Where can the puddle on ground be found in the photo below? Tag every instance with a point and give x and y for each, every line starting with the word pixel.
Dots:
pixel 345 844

──────────────────────────────

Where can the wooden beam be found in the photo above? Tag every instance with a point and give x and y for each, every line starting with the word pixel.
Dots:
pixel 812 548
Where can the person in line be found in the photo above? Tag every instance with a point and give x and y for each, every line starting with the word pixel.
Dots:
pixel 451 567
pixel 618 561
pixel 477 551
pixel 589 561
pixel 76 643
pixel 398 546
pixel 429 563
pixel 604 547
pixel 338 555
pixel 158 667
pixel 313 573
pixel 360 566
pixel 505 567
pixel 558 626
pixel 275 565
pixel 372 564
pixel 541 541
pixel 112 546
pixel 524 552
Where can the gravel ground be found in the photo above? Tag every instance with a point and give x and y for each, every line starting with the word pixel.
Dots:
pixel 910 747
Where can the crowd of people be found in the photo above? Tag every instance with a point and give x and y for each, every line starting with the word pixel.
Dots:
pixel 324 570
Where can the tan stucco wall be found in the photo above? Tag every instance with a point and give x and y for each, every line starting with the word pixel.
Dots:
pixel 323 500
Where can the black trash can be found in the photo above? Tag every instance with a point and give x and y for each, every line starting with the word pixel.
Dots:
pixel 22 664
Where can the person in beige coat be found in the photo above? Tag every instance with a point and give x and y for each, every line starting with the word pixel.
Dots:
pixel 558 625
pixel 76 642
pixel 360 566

──────────────────────────────

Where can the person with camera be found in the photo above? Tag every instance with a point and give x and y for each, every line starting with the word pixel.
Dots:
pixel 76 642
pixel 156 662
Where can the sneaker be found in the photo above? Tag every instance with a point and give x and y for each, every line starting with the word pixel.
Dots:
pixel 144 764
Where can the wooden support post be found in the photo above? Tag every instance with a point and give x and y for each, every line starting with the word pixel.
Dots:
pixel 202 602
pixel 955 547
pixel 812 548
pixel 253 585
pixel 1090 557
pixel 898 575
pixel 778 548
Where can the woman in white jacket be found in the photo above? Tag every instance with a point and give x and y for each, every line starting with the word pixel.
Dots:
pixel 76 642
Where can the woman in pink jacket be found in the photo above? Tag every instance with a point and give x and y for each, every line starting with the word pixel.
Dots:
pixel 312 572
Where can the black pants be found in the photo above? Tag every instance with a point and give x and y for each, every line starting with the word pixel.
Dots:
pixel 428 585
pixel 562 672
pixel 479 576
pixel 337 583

──────────────────────────────

Work item. Please copy each line of the material that has the string "woman" somewhere in it.

Result of this task.
Where can the woman in white jacket be found in the photo above? Tag every instance with a point and give x and y for each, every line starting with the word pixel.
Where can the woman in pink jacket be found in the photo above? Tag every instance with a point and give x and y for each, every line starting with the word pixel.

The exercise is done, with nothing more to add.